:: What this task involves ::
Restate word for word the lines from the one containing "Category: winter coat" through the end of the listing below, with both ends included.

:: Exercise inputs ::
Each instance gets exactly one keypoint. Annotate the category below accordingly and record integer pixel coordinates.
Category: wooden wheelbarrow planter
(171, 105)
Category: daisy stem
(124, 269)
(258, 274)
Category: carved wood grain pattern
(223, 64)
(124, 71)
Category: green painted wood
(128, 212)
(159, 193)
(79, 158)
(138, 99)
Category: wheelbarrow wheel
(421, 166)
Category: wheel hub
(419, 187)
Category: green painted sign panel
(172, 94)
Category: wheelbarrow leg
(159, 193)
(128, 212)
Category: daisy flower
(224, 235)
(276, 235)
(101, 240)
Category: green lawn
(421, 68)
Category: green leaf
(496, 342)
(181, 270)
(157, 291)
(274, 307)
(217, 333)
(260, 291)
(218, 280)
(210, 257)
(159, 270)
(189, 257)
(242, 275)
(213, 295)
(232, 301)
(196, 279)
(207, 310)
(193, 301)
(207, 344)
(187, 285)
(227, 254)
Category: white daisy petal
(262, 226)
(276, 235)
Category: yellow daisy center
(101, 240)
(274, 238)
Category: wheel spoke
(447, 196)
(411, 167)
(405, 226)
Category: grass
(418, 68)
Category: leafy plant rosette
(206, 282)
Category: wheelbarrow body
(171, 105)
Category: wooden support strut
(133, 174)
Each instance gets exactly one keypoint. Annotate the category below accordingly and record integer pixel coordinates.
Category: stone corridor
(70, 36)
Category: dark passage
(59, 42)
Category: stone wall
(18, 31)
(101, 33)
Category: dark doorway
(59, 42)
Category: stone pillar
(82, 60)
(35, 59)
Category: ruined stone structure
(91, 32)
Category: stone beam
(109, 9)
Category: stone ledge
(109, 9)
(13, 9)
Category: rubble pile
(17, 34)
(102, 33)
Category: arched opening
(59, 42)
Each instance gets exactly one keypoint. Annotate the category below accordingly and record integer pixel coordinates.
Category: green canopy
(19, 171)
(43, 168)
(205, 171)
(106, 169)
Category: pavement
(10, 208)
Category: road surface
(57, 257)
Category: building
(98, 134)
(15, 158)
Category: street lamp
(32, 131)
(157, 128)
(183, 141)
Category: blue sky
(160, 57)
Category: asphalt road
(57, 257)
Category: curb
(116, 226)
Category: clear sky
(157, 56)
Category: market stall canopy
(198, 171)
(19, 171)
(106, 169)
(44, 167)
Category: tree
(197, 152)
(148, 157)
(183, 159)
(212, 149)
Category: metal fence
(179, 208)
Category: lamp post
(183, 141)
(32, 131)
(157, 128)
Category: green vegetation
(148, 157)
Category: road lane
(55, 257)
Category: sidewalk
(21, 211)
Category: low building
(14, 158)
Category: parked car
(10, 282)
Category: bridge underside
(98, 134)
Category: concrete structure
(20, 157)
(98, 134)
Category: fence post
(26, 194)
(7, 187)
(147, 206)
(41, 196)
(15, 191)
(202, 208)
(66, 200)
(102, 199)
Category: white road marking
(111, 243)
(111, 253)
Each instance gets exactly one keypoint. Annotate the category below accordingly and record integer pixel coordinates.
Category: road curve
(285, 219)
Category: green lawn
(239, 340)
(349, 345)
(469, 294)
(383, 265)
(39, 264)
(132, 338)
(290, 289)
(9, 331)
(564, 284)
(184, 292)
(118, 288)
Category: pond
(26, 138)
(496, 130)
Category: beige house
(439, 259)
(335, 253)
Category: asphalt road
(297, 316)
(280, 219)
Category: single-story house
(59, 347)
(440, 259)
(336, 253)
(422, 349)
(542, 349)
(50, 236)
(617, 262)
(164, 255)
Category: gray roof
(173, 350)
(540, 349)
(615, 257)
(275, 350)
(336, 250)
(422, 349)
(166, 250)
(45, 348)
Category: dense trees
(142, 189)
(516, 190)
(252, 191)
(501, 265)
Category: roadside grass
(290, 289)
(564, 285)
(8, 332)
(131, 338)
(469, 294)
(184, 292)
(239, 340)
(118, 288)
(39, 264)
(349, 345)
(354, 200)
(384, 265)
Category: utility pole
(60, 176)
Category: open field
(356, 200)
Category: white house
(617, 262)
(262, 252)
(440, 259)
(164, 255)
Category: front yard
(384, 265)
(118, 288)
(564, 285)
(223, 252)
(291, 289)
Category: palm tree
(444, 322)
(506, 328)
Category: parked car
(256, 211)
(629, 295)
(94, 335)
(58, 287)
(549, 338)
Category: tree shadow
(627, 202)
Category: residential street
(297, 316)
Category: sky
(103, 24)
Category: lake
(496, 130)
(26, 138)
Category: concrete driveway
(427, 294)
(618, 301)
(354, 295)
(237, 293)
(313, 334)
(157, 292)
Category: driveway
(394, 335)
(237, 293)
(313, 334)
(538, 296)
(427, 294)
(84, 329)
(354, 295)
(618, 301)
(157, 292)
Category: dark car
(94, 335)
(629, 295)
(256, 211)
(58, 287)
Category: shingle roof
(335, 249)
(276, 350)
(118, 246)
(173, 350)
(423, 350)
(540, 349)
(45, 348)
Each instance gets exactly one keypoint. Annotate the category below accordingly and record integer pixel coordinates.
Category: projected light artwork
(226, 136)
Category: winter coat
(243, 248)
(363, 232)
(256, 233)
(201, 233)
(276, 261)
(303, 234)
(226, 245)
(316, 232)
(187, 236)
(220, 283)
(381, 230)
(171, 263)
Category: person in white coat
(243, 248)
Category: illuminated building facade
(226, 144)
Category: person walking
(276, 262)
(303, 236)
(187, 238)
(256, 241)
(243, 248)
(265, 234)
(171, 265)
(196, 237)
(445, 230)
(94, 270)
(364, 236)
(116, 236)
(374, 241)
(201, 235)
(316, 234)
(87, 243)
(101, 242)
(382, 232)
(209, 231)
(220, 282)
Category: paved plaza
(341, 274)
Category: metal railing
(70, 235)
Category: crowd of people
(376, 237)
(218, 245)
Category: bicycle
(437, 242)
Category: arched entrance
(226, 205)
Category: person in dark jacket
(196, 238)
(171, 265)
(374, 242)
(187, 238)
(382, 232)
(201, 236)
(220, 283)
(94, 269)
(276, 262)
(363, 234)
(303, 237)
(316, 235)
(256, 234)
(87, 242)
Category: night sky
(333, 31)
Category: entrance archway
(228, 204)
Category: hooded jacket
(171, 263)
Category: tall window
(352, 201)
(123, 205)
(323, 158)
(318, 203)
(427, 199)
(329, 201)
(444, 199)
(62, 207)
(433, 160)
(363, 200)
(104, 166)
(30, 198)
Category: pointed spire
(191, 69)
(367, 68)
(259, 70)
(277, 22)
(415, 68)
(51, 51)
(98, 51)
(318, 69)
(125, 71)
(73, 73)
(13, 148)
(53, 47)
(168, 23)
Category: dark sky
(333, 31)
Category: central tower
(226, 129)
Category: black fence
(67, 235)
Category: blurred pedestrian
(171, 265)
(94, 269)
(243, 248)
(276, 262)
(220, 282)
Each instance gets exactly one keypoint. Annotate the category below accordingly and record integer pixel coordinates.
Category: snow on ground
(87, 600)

:: Solution to this problem ::
Category: winter coat
(243, 248)
(363, 232)
(256, 233)
(201, 233)
(276, 261)
(303, 234)
(226, 245)
(316, 232)
(187, 236)
(220, 283)
(381, 230)
(171, 263)
Category: person in white coat
(243, 248)
Category: illuminated building facade
(226, 144)
Category: person walking
(276, 262)
(303, 236)
(187, 238)
(256, 241)
(243, 248)
(265, 234)
(171, 265)
(196, 237)
(445, 230)
(94, 270)
(364, 236)
(116, 236)
(374, 241)
(201, 235)
(316, 234)
(87, 243)
(101, 242)
(382, 232)
(209, 231)
(220, 282)
Category: paved plaza
(341, 274)
Category: metal railing
(70, 235)
Category: crowd of people
(376, 237)
(218, 245)
Category: bicycle
(437, 242)
Category: arched entrance
(226, 205)
Category: person in dark jacket
(196, 238)
(171, 265)
(374, 242)
(187, 238)
(382, 232)
(201, 236)
(220, 283)
(94, 269)
(276, 262)
(363, 234)
(303, 237)
(316, 235)
(256, 234)
(87, 242)
Category: night sky
(333, 31)
Category: entrance archway
(228, 204)
Category: hooded jacket
(171, 263)
Category: tall window
(352, 201)
(123, 205)
(323, 158)
(318, 203)
(427, 199)
(329, 201)
(444, 199)
(62, 207)
(433, 160)
(363, 200)
(104, 166)
(30, 198)
Category: pointed spire
(191, 69)
(367, 68)
(259, 70)
(277, 22)
(415, 68)
(51, 51)
(98, 51)
(318, 69)
(125, 71)
(73, 73)
(13, 148)
(53, 47)
(168, 23)
Category: dark sky
(333, 31)
Category: central tower
(226, 129)
Category: black fence
(67, 235)
Category: blurred pedestrian
(171, 265)
(94, 269)
(243, 248)
(276, 262)
(220, 282)
Each instance gets exactly one keypoint. Annotate the category below accordingly and record integer pixel coordinates.
Category: snow on ground
(87, 600)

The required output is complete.